*Prompt*.
Copy the stretch of records from the line containing "blonde hair—locate it." through the line containing "[238,47,288,96]", swapping "locate" for "find" and leaving everything else unchanged.

*Entries provided*.
——

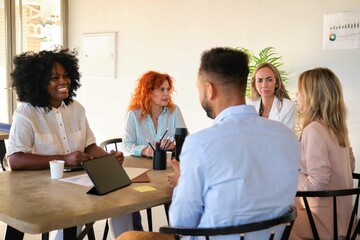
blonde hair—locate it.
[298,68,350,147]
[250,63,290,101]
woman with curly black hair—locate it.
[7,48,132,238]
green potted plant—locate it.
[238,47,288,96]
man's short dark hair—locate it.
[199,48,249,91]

——

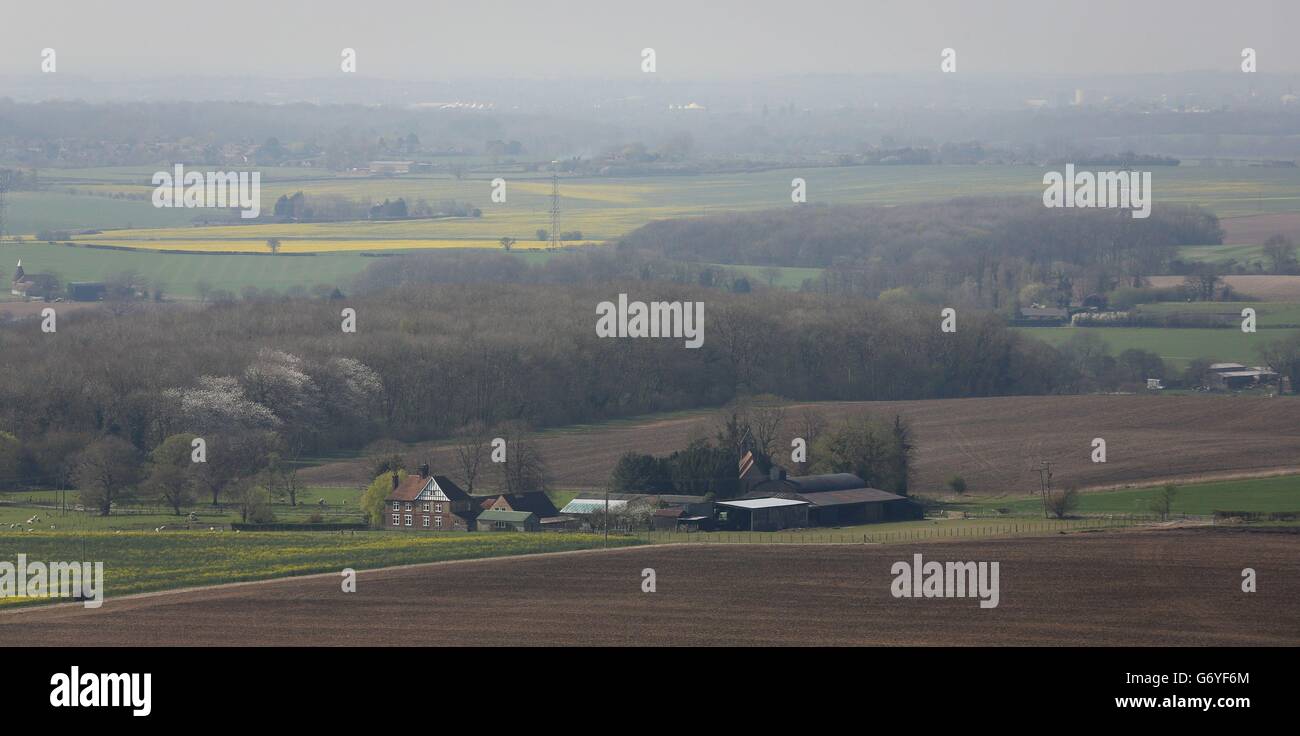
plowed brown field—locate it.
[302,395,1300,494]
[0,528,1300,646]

——

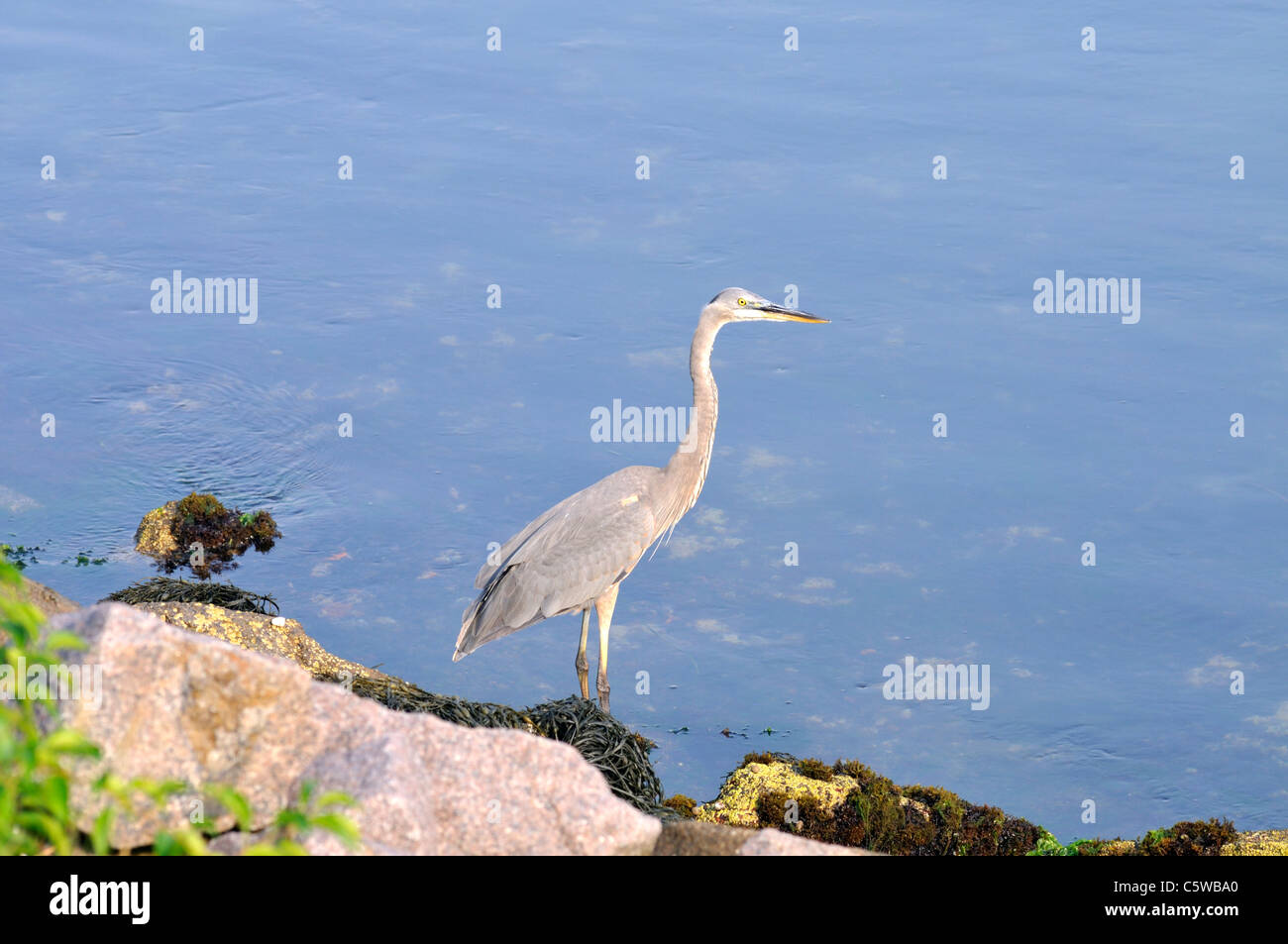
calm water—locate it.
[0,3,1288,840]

——

*Exercise response*.
blonde hair—find it.
[298,68,350,147]
[250,63,290,101]
woman with curly black hair—find it.
[7,48,132,238]
green potted plant—find it.
[238,47,288,96]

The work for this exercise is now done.